EXERCISE: Extract each line of the records below that contains the word "hull". The match is case-sensitive.

(Object detection data)
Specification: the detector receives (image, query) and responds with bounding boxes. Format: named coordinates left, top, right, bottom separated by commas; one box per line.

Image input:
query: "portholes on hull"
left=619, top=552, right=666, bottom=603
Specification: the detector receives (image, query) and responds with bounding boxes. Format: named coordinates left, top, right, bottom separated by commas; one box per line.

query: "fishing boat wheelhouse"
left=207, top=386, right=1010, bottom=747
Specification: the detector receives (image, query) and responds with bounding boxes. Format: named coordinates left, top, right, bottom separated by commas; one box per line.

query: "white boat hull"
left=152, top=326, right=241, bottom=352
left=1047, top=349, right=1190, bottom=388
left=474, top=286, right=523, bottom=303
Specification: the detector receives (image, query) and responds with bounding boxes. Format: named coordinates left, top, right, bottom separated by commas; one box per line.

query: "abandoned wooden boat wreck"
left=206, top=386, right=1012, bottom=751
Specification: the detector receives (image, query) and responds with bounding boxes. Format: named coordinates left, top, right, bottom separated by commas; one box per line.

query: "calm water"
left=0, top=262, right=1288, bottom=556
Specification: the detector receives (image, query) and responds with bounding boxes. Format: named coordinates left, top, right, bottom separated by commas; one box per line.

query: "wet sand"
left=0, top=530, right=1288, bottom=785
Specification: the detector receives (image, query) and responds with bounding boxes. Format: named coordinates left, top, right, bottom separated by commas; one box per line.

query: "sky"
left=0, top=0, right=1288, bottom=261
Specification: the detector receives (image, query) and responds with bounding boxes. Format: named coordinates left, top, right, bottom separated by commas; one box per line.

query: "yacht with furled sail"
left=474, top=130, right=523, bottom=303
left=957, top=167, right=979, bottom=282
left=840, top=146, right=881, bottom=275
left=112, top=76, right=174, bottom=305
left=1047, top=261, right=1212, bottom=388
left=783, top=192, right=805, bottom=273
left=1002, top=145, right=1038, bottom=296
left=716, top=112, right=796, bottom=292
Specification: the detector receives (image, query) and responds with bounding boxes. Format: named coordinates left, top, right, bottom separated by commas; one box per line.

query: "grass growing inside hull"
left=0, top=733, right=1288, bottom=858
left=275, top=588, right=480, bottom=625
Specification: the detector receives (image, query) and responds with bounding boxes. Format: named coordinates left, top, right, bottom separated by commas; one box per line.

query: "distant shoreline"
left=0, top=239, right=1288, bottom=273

RESPONSE TO THE EXERCISE:
query: "portholes on hull"
query: "white boat hull"
query: "grass growing inside hull"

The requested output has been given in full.